Return, unchanged, the items running from the line that contains "Identify a point for each instance of the pink rose" through the line that contains "Identify a point for each instance of the pink flower", with both of those lines included.

| Records to process |

———

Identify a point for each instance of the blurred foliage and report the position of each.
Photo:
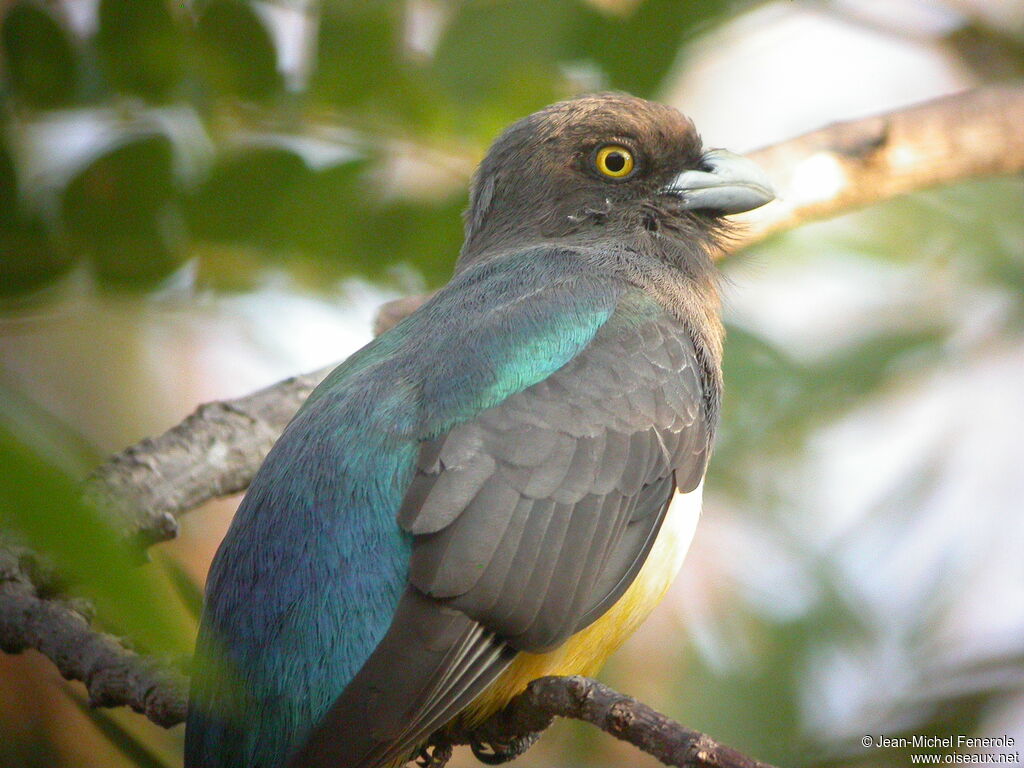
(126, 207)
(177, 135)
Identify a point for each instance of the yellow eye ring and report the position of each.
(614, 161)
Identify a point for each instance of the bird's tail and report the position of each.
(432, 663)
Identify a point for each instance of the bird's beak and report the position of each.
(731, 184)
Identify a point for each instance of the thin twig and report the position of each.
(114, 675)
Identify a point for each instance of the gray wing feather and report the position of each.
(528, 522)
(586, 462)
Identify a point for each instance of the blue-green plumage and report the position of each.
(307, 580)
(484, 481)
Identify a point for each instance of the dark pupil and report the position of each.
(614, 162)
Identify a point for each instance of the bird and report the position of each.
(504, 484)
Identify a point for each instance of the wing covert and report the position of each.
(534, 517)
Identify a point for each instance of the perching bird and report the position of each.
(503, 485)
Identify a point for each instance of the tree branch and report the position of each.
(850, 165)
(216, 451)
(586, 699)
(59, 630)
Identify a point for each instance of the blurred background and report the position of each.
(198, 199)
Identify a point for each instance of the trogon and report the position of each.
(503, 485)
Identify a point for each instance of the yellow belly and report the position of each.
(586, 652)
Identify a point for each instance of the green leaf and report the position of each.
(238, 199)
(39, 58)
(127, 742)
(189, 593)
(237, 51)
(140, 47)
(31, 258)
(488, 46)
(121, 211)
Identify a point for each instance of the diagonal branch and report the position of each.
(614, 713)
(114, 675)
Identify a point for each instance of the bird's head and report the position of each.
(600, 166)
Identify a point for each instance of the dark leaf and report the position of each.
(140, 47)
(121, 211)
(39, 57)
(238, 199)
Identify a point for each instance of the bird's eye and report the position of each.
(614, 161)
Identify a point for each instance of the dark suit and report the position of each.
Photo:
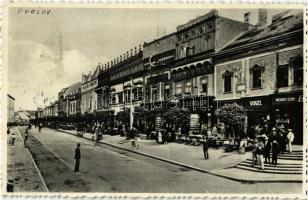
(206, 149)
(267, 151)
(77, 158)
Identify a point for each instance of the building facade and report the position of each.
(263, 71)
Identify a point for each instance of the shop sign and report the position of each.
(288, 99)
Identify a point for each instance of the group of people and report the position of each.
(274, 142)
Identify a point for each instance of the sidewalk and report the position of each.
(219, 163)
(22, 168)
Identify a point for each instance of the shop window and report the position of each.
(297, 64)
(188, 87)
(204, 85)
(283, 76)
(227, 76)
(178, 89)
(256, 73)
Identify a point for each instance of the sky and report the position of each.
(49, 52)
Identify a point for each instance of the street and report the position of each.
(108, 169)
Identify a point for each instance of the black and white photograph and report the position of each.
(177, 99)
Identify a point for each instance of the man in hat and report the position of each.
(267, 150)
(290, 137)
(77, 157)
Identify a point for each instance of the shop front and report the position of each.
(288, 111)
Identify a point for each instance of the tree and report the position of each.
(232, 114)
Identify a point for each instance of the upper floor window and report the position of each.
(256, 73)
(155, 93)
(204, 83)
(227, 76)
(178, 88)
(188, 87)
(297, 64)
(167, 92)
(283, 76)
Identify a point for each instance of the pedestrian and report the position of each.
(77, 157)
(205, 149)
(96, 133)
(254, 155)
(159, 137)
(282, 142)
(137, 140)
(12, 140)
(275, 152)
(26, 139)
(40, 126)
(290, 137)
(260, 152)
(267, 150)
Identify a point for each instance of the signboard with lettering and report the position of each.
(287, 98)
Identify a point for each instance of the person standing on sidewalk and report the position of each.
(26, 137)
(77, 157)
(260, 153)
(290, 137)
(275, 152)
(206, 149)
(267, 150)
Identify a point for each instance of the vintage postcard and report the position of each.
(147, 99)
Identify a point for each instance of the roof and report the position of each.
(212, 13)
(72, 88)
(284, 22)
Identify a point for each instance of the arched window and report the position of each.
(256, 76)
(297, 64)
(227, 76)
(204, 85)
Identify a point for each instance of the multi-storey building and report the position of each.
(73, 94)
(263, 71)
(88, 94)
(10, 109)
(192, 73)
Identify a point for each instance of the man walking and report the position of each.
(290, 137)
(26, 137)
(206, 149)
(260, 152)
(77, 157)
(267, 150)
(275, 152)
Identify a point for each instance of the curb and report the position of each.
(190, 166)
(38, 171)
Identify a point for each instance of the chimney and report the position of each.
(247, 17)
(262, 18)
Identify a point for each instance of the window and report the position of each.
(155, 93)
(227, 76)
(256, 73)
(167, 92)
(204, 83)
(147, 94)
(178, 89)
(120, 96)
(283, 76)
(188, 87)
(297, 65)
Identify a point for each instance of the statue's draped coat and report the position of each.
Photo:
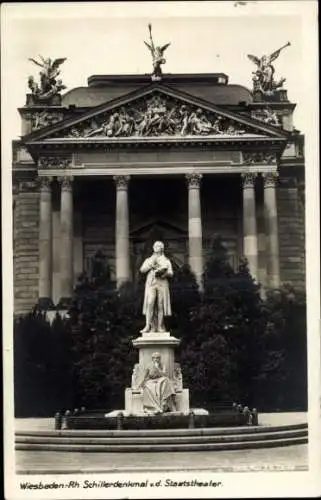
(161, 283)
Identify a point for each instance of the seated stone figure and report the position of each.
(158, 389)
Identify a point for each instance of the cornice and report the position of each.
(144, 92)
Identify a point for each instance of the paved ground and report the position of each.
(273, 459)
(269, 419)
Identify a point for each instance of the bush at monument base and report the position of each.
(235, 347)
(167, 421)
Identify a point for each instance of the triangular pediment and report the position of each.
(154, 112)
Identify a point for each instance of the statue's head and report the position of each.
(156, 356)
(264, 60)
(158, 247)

———

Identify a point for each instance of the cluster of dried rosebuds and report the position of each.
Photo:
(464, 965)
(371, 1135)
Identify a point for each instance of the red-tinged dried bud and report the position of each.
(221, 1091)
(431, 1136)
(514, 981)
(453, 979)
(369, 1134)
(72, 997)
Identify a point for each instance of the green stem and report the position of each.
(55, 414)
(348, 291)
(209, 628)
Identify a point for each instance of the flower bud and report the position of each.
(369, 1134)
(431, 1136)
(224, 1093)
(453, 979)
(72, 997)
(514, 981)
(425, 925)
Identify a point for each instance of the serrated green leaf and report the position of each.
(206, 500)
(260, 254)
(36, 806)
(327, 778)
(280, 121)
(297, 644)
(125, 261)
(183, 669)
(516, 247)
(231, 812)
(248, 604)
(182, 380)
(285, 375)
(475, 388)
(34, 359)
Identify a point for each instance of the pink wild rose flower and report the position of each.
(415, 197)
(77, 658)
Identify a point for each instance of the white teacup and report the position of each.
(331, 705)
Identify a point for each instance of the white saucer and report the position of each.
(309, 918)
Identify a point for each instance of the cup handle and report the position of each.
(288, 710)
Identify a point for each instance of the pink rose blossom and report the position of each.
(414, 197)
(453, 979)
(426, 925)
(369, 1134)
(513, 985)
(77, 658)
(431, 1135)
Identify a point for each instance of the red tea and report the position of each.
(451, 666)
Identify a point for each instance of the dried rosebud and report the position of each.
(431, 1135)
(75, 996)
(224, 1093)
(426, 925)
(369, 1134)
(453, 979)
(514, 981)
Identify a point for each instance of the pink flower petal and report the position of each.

———

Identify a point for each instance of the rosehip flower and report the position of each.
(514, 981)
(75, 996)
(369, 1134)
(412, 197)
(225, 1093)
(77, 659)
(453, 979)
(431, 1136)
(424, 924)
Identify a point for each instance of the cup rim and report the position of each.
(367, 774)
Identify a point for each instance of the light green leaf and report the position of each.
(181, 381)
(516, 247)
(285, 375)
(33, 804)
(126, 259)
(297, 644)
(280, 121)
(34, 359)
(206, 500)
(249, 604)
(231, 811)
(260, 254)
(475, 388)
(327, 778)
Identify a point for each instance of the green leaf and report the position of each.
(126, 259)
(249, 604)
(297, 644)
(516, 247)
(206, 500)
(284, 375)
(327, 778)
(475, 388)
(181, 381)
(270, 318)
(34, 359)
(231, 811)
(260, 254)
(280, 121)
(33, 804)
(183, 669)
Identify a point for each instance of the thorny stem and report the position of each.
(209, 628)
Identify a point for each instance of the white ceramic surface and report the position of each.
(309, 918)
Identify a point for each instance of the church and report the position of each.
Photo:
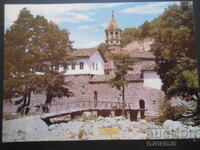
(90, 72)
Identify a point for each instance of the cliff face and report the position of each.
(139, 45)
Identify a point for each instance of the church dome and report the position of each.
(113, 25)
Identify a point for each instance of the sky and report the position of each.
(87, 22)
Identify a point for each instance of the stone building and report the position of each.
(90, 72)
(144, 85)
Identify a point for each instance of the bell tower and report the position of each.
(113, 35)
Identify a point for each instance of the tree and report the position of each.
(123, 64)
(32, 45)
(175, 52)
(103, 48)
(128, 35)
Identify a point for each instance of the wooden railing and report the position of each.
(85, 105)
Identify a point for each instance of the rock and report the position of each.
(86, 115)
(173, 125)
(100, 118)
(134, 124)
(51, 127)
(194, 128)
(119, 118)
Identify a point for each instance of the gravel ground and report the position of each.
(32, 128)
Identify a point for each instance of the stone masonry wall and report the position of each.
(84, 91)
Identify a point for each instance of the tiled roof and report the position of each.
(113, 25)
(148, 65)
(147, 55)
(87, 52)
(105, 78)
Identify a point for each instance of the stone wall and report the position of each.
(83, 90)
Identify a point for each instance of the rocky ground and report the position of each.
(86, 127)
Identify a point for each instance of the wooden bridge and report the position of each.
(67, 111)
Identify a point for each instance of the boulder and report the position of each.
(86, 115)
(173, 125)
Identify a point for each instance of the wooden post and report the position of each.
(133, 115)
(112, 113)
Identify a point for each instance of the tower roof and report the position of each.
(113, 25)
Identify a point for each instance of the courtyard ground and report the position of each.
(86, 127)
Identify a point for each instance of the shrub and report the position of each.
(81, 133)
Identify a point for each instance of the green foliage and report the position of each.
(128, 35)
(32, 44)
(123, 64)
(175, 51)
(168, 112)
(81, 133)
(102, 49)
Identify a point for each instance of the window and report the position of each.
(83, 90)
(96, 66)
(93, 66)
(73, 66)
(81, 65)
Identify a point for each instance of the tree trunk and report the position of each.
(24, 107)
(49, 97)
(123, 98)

———

| Written answer |
Identify a point for each instance of the pink rose blossom and report the position of each.
(414, 197)
(453, 979)
(426, 925)
(369, 1134)
(513, 985)
(77, 658)
(431, 1135)
Identify a point for each instance of the red tea and report the position of each.
(451, 666)
Identify a point for each instance of the dried rosebud and report the position of each.
(431, 1135)
(75, 996)
(224, 1093)
(426, 925)
(369, 1134)
(453, 979)
(514, 981)
Identify a point for each instance of the pink flower petal and report the position of each.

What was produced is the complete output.